Exercise objective =>
Pictures in the listing should not be copied. Reproduce, word for word, each line from the one holding "Where can the vertical" through the final line.

— Start of Data to process —

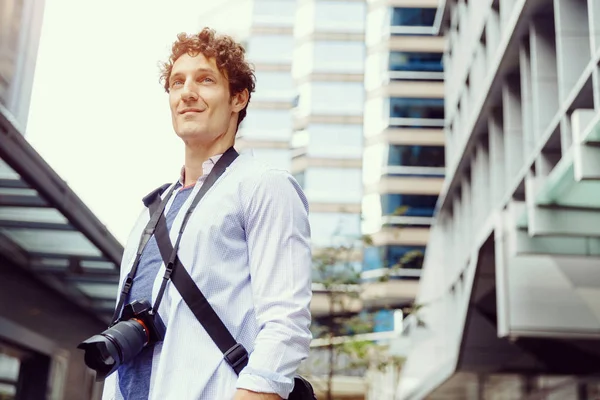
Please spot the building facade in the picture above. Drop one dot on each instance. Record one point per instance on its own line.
(404, 144)
(58, 263)
(510, 284)
(267, 130)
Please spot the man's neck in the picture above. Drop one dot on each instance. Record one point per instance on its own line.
(195, 156)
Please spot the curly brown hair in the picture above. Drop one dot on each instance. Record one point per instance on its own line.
(229, 56)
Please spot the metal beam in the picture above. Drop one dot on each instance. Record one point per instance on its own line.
(563, 222)
(13, 184)
(64, 256)
(92, 278)
(33, 169)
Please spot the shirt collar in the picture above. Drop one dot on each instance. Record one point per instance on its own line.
(207, 166)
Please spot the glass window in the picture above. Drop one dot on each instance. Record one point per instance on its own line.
(408, 205)
(402, 16)
(339, 56)
(335, 16)
(332, 98)
(416, 156)
(267, 125)
(274, 12)
(270, 49)
(383, 321)
(335, 141)
(327, 228)
(401, 107)
(413, 61)
(389, 256)
(333, 185)
(274, 86)
(52, 242)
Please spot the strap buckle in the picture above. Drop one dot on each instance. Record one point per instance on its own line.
(236, 356)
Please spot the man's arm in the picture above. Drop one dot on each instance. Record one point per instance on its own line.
(278, 238)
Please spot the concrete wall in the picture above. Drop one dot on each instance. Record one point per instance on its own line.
(28, 303)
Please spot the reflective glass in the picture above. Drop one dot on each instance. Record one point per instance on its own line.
(274, 86)
(414, 61)
(98, 265)
(326, 228)
(388, 256)
(402, 16)
(26, 214)
(402, 107)
(270, 49)
(416, 156)
(339, 57)
(332, 98)
(52, 242)
(335, 141)
(383, 321)
(334, 16)
(333, 185)
(99, 290)
(408, 205)
(267, 125)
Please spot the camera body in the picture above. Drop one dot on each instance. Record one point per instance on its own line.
(137, 328)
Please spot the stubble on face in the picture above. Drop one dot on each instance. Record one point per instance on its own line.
(201, 107)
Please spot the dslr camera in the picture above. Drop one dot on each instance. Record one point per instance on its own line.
(137, 328)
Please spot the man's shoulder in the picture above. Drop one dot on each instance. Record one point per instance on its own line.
(250, 165)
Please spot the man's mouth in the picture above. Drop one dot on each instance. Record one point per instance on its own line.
(190, 110)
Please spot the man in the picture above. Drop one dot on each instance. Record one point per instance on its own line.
(246, 246)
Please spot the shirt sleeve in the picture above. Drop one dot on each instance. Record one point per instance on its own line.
(278, 238)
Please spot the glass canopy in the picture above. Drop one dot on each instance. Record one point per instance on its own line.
(46, 229)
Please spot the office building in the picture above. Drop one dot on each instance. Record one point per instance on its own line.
(58, 263)
(510, 287)
(403, 163)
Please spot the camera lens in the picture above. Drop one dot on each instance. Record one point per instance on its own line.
(105, 352)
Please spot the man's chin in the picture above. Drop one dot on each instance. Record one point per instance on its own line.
(191, 134)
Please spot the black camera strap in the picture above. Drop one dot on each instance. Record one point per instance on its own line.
(235, 354)
(157, 207)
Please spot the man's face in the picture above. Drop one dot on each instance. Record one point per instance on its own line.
(202, 110)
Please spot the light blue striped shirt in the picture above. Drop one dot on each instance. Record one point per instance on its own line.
(247, 246)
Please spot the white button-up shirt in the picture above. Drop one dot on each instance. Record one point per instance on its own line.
(247, 247)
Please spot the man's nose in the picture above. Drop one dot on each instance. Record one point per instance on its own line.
(189, 93)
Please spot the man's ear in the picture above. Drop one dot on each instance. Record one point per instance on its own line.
(240, 100)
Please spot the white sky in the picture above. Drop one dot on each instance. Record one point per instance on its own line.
(98, 114)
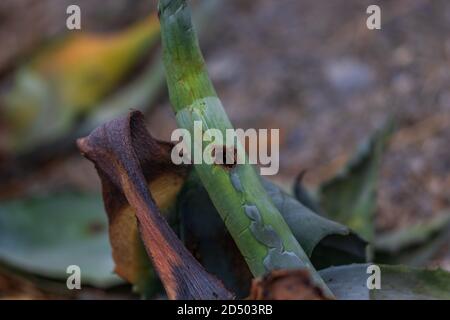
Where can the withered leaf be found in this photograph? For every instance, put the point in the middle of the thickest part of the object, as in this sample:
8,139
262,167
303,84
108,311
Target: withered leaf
128,160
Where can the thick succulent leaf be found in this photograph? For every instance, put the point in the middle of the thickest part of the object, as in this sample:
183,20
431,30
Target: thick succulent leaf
304,196
350,196
327,242
138,177
45,235
205,235
415,246
397,283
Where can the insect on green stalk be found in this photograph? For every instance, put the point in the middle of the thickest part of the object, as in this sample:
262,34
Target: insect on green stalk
257,227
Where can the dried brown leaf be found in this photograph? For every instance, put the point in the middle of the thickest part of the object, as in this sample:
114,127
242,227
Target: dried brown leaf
286,285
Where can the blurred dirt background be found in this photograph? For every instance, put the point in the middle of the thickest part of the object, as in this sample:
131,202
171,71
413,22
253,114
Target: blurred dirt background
308,67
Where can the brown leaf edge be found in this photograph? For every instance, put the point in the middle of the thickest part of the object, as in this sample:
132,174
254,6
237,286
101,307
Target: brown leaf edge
126,156
286,285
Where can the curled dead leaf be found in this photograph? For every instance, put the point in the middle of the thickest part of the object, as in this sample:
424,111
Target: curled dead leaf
129,160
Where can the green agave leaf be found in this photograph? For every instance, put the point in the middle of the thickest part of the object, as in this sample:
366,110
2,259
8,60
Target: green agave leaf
350,196
44,235
326,242
397,283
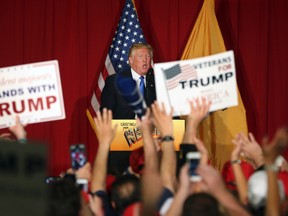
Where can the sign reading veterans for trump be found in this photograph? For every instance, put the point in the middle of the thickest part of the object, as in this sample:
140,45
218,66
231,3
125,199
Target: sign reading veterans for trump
31,91
212,77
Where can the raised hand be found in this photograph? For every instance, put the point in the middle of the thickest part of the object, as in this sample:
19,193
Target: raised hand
103,127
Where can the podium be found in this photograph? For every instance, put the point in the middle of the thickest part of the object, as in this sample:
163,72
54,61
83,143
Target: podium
129,137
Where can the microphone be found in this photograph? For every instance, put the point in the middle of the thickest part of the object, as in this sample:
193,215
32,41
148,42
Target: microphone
127,87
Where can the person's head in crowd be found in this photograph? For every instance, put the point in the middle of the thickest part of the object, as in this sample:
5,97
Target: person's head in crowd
124,191
201,204
229,177
64,198
140,56
257,191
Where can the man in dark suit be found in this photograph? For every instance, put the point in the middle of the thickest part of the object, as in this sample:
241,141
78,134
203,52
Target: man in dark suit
140,58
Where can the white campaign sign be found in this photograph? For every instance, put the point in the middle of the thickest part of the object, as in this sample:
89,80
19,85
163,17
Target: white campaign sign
31,91
212,77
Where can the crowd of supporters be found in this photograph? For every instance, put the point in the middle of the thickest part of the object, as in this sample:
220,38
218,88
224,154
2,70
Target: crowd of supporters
253,182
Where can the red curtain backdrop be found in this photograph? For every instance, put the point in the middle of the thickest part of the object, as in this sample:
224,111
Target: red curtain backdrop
78,33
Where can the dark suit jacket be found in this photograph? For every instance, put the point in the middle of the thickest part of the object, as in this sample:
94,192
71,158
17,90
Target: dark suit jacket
112,100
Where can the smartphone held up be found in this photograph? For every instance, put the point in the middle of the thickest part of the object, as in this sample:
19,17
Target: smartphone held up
78,156
193,158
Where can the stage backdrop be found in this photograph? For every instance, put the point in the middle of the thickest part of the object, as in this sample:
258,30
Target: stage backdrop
78,35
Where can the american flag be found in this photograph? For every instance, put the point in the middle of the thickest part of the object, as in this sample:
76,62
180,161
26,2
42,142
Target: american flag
178,73
128,32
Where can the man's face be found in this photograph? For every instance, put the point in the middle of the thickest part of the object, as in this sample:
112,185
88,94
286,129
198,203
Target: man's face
140,61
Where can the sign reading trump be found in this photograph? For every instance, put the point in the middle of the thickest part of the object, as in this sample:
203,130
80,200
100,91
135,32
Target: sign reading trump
211,77
31,91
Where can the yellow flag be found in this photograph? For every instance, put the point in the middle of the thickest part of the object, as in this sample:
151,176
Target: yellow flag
219,128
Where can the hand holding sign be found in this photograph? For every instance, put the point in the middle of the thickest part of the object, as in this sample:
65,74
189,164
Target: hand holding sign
211,77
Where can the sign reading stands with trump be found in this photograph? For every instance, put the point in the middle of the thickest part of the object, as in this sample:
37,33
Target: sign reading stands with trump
31,91
211,77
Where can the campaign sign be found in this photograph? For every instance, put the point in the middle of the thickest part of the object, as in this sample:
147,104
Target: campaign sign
129,136
31,91
212,77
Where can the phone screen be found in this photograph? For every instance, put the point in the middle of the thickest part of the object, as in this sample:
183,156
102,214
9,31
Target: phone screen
78,156
51,179
193,159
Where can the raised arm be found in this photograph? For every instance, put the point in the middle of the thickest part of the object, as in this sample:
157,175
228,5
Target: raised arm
105,134
163,122
271,151
151,180
251,149
238,172
19,131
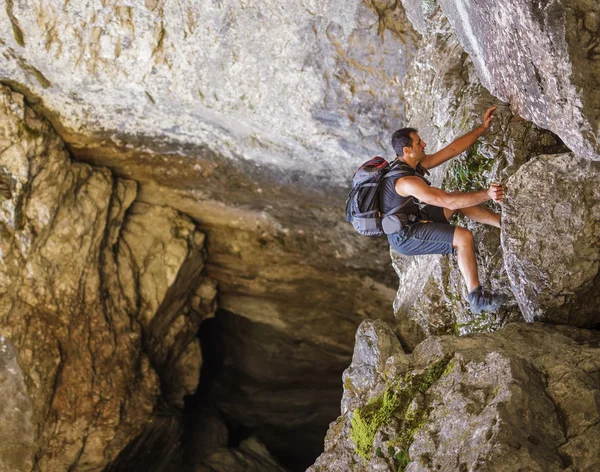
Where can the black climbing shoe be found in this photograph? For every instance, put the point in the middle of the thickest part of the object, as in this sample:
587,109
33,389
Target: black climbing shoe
481,301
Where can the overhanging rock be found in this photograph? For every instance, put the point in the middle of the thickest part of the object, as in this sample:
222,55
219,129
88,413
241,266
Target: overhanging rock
551,239
541,57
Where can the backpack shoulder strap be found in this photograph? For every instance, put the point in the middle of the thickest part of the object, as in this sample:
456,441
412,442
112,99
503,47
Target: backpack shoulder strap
399,168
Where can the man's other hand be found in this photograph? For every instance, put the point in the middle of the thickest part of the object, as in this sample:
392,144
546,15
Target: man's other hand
487,118
496,192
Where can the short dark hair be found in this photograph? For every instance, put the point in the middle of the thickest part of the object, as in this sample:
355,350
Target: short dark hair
402,139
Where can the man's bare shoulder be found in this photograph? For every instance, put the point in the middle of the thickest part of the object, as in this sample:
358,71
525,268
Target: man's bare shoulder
406,185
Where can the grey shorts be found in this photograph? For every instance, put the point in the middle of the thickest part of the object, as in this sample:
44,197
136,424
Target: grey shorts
432,235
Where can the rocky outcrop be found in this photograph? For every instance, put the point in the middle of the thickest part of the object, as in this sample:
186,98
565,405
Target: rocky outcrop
97,296
544,59
522,397
17,433
288,88
551,239
444,101
249,119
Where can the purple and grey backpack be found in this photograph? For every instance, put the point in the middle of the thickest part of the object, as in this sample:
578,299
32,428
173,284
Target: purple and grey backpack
362,205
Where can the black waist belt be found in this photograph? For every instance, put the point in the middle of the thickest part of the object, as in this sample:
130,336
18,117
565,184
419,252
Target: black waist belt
408,218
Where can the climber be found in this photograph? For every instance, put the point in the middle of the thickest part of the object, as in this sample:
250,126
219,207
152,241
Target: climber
425,229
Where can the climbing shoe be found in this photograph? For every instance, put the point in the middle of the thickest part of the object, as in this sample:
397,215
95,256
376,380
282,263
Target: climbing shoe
481,301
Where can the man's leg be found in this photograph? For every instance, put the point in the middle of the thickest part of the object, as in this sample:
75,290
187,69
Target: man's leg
479,214
465,252
467,263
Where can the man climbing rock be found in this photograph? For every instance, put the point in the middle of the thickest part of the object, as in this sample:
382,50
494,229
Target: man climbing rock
425,229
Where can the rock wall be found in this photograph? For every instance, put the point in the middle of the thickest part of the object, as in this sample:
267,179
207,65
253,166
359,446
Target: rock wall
551,240
287,87
96,294
445,100
521,397
544,59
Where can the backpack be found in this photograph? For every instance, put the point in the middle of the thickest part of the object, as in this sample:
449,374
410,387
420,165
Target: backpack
362,205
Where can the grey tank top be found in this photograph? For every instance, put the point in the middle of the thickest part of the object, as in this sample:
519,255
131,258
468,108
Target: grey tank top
390,201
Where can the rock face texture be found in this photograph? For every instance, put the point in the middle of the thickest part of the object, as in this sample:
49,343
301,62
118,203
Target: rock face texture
17,434
101,297
289,86
445,100
544,59
524,397
554,273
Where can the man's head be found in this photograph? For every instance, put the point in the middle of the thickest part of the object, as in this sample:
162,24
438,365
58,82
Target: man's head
407,143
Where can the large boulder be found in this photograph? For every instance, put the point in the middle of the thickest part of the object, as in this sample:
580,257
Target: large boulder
100,296
542,58
444,100
551,239
523,397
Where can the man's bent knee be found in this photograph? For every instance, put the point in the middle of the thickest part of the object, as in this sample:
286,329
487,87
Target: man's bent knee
463,238
449,214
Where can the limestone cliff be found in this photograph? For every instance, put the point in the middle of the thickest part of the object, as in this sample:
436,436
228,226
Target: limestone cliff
101,299
153,151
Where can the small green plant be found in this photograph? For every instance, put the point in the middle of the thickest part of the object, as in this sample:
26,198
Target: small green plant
395,401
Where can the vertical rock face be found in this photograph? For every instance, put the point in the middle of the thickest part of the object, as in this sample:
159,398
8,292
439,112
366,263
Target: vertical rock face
445,100
81,284
543,58
522,397
17,433
551,239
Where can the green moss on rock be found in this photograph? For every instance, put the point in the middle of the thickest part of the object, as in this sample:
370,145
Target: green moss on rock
394,401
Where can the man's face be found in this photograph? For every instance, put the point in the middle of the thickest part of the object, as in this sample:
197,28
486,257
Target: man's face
417,151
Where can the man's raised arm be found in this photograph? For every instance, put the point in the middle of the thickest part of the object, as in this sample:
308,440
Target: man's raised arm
416,187
460,144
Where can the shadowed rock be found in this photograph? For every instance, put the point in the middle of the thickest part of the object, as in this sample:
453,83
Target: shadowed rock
551,239
87,287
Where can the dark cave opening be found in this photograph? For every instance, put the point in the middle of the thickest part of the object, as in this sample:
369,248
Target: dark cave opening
243,377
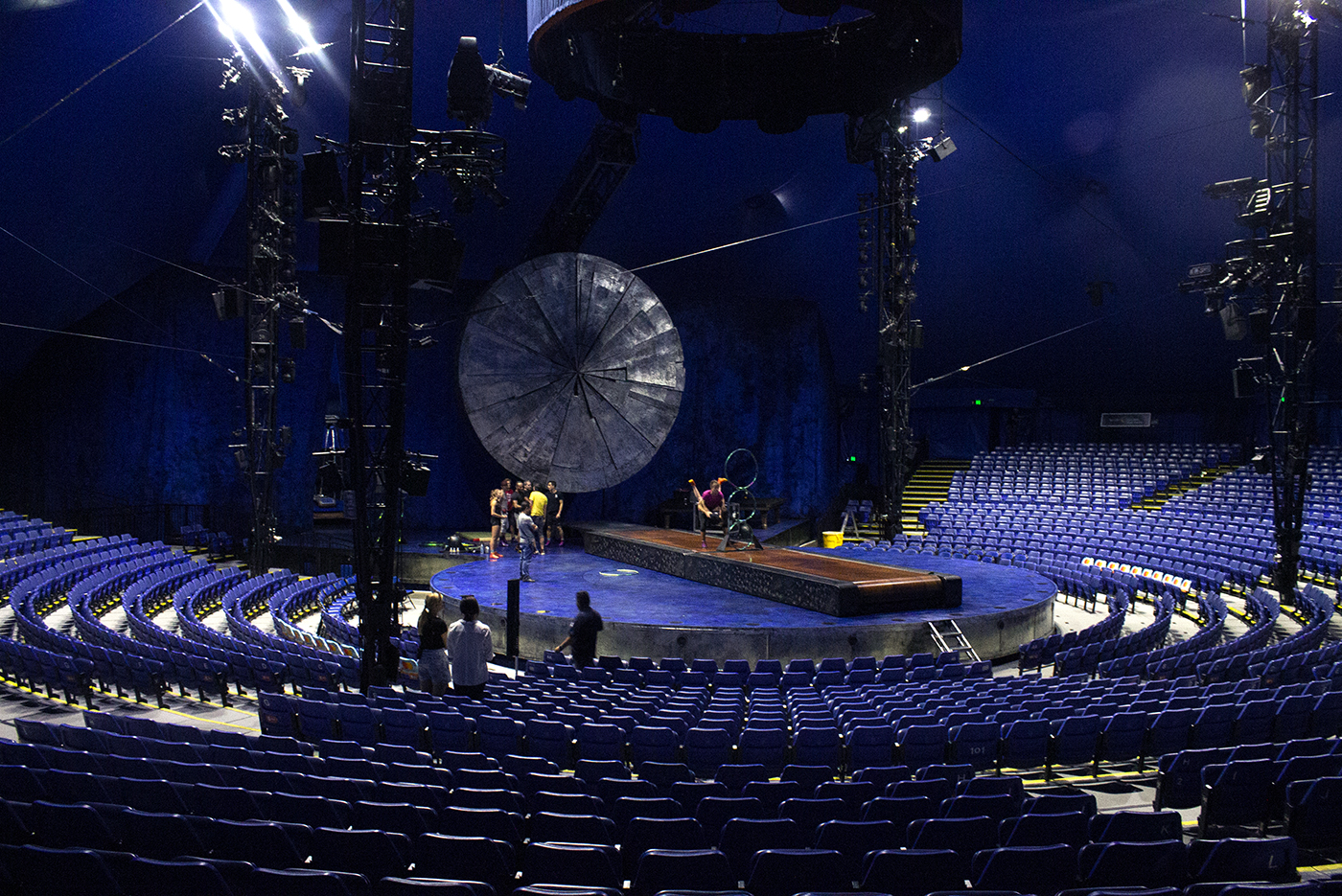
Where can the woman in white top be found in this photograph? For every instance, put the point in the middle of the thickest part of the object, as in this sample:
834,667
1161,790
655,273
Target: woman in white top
470,647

— End of Data to process —

Problem solution =>
Where can the vertical rock face be found in this photograph? For every instance, put the point in the middle of the thickest part of the object, as in this sample:
159,398
8,292
439,112
366,263
Target: vertical rock face
445,100
81,284
543,58
522,397
17,433
551,239
Where can the green moss on rock be found in this photograph? For every instance, put the point in the middle of the thickest part of the object, as in this sample:
370,145
Target: green moss on rock
394,401
Where can the man's face be found in this photograph? For every instance, put the point in the middle of the thickest part of the object, as in this sample:
197,28
486,257
Target: man's face
417,151
Where can the man's raised arm be found in this photograph? For every instance, put the point in the middle of the thickest part of the object, as in this sample:
308,440
Target: man's raised arm
416,187
460,144
Where can the shadowed rock be found in this photograph? For every instance, put the point in the middle of the thickest part of the object, as in this sample:
453,83
Target: shadowed rock
551,239
87,287
Where can the dark cave opening be found in this photograph? For every instance, put the point in the middle of the thickest part of the object, as in this sample:
369,248
Target: dark cave opening
243,377
Where can the woman in white top be found in this photograph? For every instance, put the point in the middle of the thickest part of the object, as in this sample:
834,667
1161,790
655,273
Target: woman in white top
470,647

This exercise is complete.